Task details
List every book or body of religious writing named in the ketubah passage below, not counting the ketubah itself.
**** Text for analysis
A ketubah (/kEtu:"bA:/; כְּתוּבָּה) is a Jewish marriage contract. It is considered an integral part of a traditional Jewish marriage, and outlines the rights and responsibilities of the groom, in relation to the bride. In modern practice, the ketubah has no agreed monetary value, and is seldom enforced by civil courts, except in Israel.

==History==
According to the Babylonian Talmud, the ketubah was enacted by Simeon ben Shetach so that it might not be a light thing for a man to divorce his wife. The enactment provides for a man's wife to receive a fixed sum of money, usually accruing from his property, in the event of his divorcing her or of his predeceasing her. Sefer ha-Chinuch suggests a different reason: "...the Torah has commanded us to perform an act before taking a wife, a matter that is intended to show that they are a couple united in wedlock before he lies down with her carnally, and that he not come upon her as one would do to a harlot, where there is no other act that precedes what goes on between them..."
********
**** Entries provided
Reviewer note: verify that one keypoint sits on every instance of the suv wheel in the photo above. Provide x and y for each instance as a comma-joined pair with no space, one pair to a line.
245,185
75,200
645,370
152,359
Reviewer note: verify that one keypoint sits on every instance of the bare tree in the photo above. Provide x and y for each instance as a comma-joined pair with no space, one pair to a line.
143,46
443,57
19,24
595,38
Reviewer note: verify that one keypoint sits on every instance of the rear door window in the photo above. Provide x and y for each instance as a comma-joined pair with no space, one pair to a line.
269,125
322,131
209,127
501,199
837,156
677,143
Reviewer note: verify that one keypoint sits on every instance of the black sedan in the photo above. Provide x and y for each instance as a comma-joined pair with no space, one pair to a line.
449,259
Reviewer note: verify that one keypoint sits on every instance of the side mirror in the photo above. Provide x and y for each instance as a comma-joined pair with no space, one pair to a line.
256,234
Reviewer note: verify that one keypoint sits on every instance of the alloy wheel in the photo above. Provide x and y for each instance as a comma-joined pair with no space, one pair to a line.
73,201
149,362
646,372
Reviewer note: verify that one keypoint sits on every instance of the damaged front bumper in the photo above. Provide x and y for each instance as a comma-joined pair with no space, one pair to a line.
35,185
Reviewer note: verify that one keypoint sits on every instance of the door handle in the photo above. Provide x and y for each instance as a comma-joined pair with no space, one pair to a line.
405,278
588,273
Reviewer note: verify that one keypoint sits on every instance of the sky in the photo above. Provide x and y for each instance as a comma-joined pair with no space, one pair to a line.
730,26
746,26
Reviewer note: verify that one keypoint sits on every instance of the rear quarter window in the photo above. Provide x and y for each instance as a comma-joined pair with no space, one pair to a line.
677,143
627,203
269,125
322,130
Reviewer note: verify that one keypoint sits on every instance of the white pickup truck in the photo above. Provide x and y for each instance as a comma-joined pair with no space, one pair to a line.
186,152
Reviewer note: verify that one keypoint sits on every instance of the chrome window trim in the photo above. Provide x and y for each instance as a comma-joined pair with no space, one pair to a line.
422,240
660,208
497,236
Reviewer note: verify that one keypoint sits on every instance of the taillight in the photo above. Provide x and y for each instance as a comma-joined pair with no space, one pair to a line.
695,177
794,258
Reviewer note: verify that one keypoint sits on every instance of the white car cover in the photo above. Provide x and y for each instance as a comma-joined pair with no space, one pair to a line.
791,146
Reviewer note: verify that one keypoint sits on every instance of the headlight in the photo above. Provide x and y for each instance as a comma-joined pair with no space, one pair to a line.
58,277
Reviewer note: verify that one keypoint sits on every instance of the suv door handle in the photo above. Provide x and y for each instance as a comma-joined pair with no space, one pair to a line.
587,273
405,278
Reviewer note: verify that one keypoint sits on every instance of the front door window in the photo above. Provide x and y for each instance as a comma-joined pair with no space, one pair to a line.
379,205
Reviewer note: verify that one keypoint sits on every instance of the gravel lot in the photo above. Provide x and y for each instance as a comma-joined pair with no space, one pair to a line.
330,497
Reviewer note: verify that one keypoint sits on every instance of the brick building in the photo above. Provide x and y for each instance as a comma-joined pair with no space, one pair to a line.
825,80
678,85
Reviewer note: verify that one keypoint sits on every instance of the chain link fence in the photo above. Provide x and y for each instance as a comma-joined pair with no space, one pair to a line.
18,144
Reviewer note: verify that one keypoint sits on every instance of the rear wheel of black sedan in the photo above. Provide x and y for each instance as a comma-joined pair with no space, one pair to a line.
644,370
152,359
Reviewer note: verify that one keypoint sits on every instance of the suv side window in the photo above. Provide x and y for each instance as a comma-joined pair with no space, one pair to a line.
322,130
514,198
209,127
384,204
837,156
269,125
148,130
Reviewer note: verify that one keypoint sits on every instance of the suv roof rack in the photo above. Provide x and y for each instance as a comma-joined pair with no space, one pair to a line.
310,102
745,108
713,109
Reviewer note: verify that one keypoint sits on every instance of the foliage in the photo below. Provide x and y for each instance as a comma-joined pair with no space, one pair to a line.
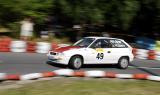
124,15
********
**** Entries provided
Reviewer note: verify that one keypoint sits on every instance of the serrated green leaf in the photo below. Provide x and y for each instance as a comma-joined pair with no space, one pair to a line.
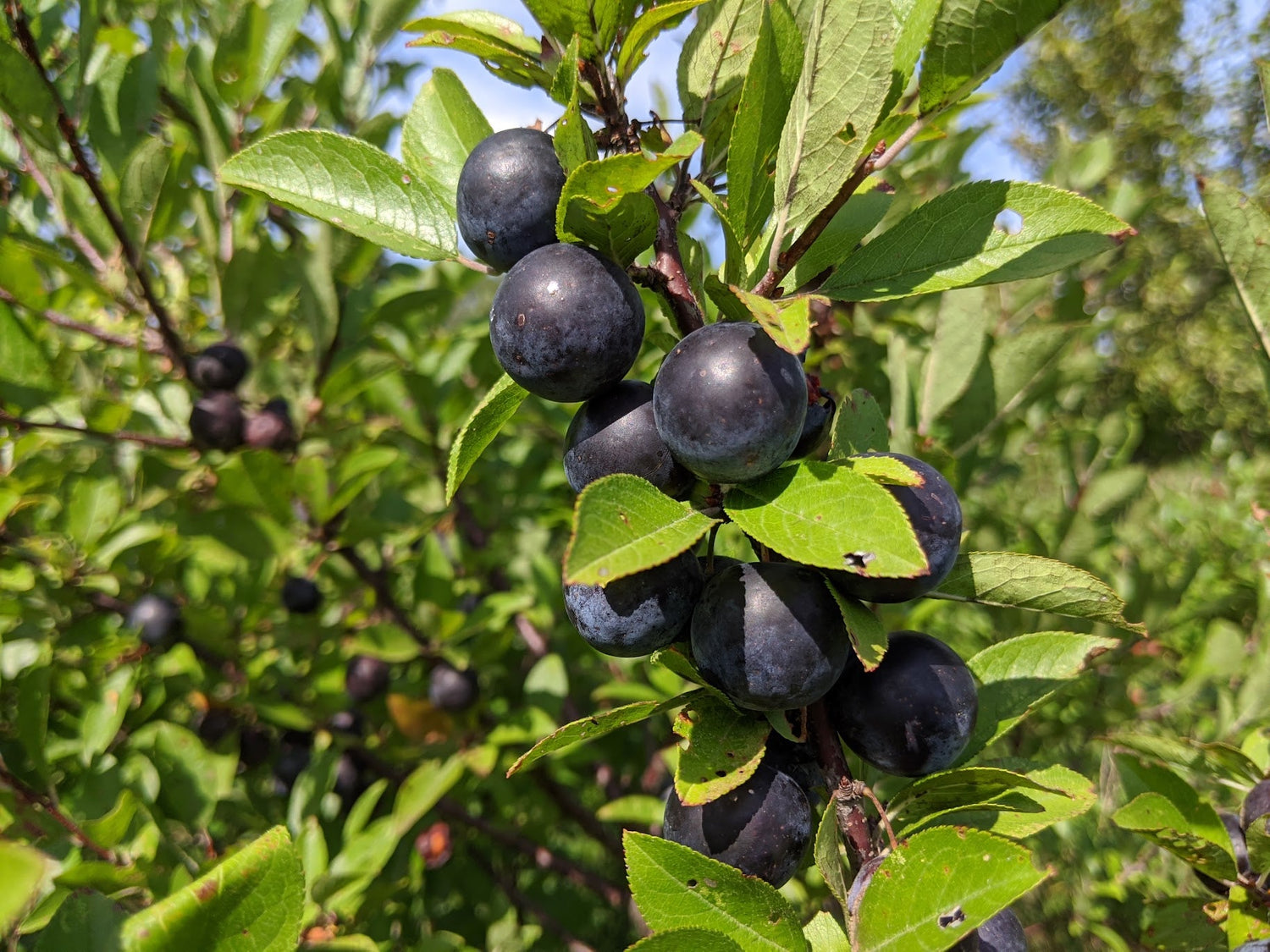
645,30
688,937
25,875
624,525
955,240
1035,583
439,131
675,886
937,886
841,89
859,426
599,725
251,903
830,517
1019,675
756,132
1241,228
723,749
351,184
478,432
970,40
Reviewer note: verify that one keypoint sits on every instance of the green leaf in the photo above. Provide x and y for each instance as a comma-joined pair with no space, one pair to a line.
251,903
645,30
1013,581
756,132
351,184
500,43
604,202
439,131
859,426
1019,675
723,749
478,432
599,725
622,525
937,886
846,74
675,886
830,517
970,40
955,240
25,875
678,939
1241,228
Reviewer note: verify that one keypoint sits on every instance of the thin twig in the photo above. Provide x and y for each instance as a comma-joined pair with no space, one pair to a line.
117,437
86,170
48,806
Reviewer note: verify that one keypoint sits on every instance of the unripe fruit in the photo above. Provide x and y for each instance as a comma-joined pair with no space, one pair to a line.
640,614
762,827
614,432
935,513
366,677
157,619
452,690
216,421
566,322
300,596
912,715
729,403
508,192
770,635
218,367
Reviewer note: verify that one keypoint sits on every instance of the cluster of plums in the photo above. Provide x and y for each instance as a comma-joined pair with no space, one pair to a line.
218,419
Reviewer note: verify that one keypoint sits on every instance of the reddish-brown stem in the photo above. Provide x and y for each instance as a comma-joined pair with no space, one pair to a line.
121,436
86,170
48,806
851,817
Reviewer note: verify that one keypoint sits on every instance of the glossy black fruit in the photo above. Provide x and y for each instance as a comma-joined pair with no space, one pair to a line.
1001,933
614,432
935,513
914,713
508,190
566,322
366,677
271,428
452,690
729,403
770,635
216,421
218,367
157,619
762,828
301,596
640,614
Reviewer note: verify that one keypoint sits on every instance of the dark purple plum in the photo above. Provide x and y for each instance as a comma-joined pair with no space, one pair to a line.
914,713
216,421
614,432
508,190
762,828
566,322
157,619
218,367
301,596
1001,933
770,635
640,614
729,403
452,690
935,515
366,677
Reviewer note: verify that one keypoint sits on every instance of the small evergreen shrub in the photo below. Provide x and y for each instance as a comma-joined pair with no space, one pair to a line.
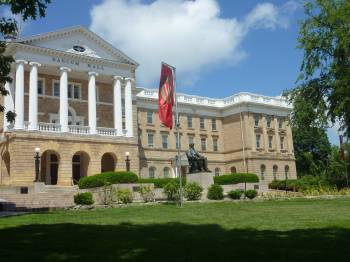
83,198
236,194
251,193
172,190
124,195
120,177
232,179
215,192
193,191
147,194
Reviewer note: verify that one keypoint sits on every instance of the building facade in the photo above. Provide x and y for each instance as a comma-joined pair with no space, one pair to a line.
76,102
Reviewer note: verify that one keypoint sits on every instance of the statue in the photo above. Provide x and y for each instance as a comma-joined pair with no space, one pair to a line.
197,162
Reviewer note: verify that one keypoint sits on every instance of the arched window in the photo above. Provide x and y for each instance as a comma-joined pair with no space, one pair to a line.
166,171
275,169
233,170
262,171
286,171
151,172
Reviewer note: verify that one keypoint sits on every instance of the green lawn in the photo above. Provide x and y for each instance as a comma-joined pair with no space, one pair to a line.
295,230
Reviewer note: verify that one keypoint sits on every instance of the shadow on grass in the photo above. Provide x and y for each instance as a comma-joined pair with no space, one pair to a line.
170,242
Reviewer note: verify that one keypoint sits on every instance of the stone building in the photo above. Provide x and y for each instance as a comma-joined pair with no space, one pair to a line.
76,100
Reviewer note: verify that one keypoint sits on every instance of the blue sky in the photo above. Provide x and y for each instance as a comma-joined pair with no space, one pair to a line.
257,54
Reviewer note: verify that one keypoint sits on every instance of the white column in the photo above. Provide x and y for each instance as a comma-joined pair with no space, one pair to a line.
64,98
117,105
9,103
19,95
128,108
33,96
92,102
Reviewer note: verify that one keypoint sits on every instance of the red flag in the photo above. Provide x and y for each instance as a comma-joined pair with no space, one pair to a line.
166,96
********
Response
- Babylonian Talmud
- Sefer ha-Chinuch
- Torah